▶ YOUR ASSIGNMENT: Exactly as written, print every line of the listing below and omit its pictures.

........

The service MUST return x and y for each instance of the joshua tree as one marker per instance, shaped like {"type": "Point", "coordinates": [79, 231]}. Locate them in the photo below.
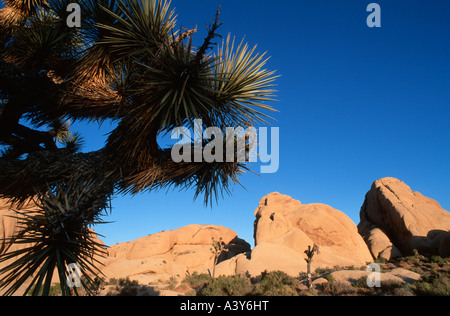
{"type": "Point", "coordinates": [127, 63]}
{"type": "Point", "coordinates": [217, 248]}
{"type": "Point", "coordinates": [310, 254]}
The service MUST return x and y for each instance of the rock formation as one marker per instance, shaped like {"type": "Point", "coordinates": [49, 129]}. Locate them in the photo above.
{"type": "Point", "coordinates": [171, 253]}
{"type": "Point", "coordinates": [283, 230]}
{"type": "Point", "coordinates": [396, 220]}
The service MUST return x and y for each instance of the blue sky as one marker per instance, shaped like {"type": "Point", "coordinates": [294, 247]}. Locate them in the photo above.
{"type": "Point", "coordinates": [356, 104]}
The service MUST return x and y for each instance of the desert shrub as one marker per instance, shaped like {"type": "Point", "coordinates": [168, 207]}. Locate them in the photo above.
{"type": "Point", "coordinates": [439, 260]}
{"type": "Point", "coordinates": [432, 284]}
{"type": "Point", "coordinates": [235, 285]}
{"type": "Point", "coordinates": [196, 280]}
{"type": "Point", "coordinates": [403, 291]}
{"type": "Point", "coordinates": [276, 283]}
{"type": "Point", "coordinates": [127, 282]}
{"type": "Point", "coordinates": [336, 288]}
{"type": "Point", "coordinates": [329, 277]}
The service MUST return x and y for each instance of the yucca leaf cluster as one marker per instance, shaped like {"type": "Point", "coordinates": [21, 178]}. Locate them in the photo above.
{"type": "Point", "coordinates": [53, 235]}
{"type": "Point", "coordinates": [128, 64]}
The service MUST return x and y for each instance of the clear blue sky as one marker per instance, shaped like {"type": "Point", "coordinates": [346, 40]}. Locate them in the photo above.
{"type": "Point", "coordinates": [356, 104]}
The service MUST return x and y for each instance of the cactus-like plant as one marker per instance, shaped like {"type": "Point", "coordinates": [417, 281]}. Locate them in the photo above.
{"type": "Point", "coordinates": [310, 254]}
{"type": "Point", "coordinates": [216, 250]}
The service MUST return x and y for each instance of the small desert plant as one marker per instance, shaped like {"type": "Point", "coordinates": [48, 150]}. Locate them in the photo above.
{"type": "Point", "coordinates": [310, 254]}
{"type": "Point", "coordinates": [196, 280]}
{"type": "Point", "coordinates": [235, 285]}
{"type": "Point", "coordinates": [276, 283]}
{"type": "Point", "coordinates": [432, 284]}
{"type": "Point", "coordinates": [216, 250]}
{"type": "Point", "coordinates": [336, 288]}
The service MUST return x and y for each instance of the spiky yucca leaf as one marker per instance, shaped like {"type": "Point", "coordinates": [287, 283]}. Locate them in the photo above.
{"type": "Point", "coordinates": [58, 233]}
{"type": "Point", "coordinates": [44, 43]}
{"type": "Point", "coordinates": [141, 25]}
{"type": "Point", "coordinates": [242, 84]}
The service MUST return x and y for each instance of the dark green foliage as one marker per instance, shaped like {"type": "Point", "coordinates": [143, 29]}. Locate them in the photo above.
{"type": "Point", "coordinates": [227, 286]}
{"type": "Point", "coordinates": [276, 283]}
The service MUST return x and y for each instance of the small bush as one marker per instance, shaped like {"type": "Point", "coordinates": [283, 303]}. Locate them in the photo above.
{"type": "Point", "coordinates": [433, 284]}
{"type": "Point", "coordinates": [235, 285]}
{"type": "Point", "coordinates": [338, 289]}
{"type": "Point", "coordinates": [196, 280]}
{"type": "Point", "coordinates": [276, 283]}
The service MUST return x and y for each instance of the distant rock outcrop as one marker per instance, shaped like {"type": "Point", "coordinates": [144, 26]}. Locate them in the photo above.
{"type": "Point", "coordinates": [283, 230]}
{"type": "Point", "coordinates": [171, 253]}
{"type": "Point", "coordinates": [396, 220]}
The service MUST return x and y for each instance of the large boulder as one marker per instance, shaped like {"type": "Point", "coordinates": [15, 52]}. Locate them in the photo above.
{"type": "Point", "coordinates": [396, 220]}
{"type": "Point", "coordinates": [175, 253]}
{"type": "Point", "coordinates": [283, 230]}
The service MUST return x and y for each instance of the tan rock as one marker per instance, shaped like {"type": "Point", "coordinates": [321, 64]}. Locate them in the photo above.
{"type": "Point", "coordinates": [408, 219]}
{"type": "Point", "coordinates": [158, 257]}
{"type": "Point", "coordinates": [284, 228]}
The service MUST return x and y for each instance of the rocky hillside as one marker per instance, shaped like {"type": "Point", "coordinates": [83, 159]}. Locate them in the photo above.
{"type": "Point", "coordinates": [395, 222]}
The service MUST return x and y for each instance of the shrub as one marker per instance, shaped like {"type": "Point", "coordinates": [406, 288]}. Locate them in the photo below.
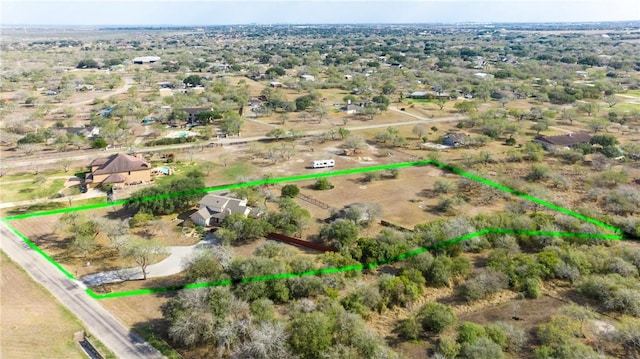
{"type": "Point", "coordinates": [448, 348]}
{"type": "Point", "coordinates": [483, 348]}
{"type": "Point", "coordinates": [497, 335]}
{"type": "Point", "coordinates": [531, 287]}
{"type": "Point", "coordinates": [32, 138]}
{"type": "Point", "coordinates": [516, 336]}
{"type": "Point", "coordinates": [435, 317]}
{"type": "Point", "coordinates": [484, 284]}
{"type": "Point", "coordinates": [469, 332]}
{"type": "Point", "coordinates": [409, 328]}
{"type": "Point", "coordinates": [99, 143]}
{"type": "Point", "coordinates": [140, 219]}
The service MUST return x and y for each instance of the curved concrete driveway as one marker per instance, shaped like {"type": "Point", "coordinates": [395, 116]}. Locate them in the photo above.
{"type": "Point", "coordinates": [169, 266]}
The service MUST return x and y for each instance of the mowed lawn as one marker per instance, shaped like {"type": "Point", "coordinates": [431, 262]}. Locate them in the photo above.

........

▶ ANSWER SPACE:
The service MUST return x and y for each instance of the joshua tree as one marker per instance, shaped like {"type": "Point", "coordinates": [79, 231]}. Locate them in the photo below.
{"type": "Point", "coordinates": [127, 63]}
{"type": "Point", "coordinates": [217, 248]}
{"type": "Point", "coordinates": [310, 254]}
The service MUST return x and y for each instance of the rock formation as one marker per instance, shaped like {"type": "Point", "coordinates": [49, 129]}. Locate them in the photo above.
{"type": "Point", "coordinates": [171, 253]}
{"type": "Point", "coordinates": [283, 230]}
{"type": "Point", "coordinates": [396, 220]}
The service MUST return x and y for each instance of the blue sky as one marker per instance, shaped like {"type": "Point", "coordinates": [294, 247]}. Locate them in the photo above.
{"type": "Point", "coordinates": [356, 104]}
The service MUST return x and y for each instance of the desert shrub as one marker per instance, shaped like {"type": "Point", "coordinates": [168, 207]}. Locate them in the photo above.
{"type": "Point", "coordinates": [439, 260]}
{"type": "Point", "coordinates": [432, 284]}
{"type": "Point", "coordinates": [235, 285]}
{"type": "Point", "coordinates": [196, 280]}
{"type": "Point", "coordinates": [403, 291]}
{"type": "Point", "coordinates": [276, 283]}
{"type": "Point", "coordinates": [127, 282]}
{"type": "Point", "coordinates": [336, 288]}
{"type": "Point", "coordinates": [329, 277]}
The service MUST return x and y for each instance of the yucca leaf cluster as one marker per instance, shaped like {"type": "Point", "coordinates": [21, 178]}. Locate them in the photo above.
{"type": "Point", "coordinates": [53, 235]}
{"type": "Point", "coordinates": [128, 64]}
The service MUST return x and y for each instance of the clear blue sky as one marker per instance, shaped like {"type": "Point", "coordinates": [346, 40]}. Locate them in the photo above.
{"type": "Point", "coordinates": [356, 104]}
The service MUST return x and y for each instance of the cactus-like plant as one marker per instance, shaped like {"type": "Point", "coordinates": [417, 281]}. Locate them in the photo above.
{"type": "Point", "coordinates": [310, 254]}
{"type": "Point", "coordinates": [216, 250]}
The service MUST return x and y for each instance of the small desert plant as one marker per instance, shaped like {"type": "Point", "coordinates": [48, 150]}. Locate them in the photo above.
{"type": "Point", "coordinates": [310, 254]}
{"type": "Point", "coordinates": [196, 280]}
{"type": "Point", "coordinates": [235, 285]}
{"type": "Point", "coordinates": [276, 283]}
{"type": "Point", "coordinates": [432, 284]}
{"type": "Point", "coordinates": [216, 250]}
{"type": "Point", "coordinates": [336, 288]}
The service MUST return x and y for each instance of the spiky yucca leaf as one marker per instance, shaped like {"type": "Point", "coordinates": [287, 283]}. Locate them in the photo above.
{"type": "Point", "coordinates": [58, 233]}
{"type": "Point", "coordinates": [44, 43]}
{"type": "Point", "coordinates": [141, 25]}
{"type": "Point", "coordinates": [242, 84]}
The service MUST return x and y for each instance of the dark green foliage as one marker per instance, shaped like {"type": "Point", "coordinates": [143, 29]}. Locate them in the photo above.
{"type": "Point", "coordinates": [227, 286]}
{"type": "Point", "coordinates": [276, 283]}
The service MUST return x and y for each instance of the small bush as one marker per instance, shaped like {"type": "Point", "coordinates": [283, 303]}. Locate them in the photo above.
{"type": "Point", "coordinates": [433, 284]}
{"type": "Point", "coordinates": [235, 285]}
{"type": "Point", "coordinates": [338, 289]}
{"type": "Point", "coordinates": [196, 280]}
{"type": "Point", "coordinates": [276, 283]}
The service MUST return x and y for each instance of the distant rock outcrop as one marker per instance, shaped like {"type": "Point", "coordinates": [144, 26]}. Locate them in the photo above.
{"type": "Point", "coordinates": [283, 230]}
{"type": "Point", "coordinates": [171, 253]}
{"type": "Point", "coordinates": [396, 220]}
The service MUST return x and y for each instance of the large boulder as one marker per instance, shaped like {"type": "Point", "coordinates": [15, 52]}. Locate them in the photo above.
{"type": "Point", "coordinates": [396, 220]}
{"type": "Point", "coordinates": [175, 253]}
{"type": "Point", "coordinates": [283, 230]}
The service MUST return x and y for each instance of the tan rock as one marker per instance, shaped like {"type": "Point", "coordinates": [321, 64]}. Locate them in the photo above.
{"type": "Point", "coordinates": [408, 219]}
{"type": "Point", "coordinates": [158, 257]}
{"type": "Point", "coordinates": [284, 228]}
The service MUST return x and y for each instance of the rocky hillside as one marker per instance, shaped like {"type": "Point", "coordinates": [83, 159]}. Locate them in the photo above.
{"type": "Point", "coordinates": [395, 222]}
The service MUST return x and y for each instance of the shrub as one marker per instance, shaped like {"type": "Point", "coordinates": [406, 288]}. Locate them in the photo below.
{"type": "Point", "coordinates": [448, 348]}
{"type": "Point", "coordinates": [483, 348]}
{"type": "Point", "coordinates": [497, 335]}
{"type": "Point", "coordinates": [531, 287]}
{"type": "Point", "coordinates": [32, 138]}
{"type": "Point", "coordinates": [516, 336]}
{"type": "Point", "coordinates": [435, 317]}
{"type": "Point", "coordinates": [484, 284]}
{"type": "Point", "coordinates": [469, 332]}
{"type": "Point", "coordinates": [409, 328]}
{"type": "Point", "coordinates": [99, 143]}
{"type": "Point", "coordinates": [140, 219]}
The service MUST return x and y for each instance of the curved concrete driveway as one marker per instance, shaped like {"type": "Point", "coordinates": [395, 116]}. Locate them in the photo above.
{"type": "Point", "coordinates": [169, 266]}
The service MUST return x and y for each instance of the mowed lawn as one marker per instance, shaped like {"type": "Point", "coordinates": [431, 262]}. Locate them in the photo above.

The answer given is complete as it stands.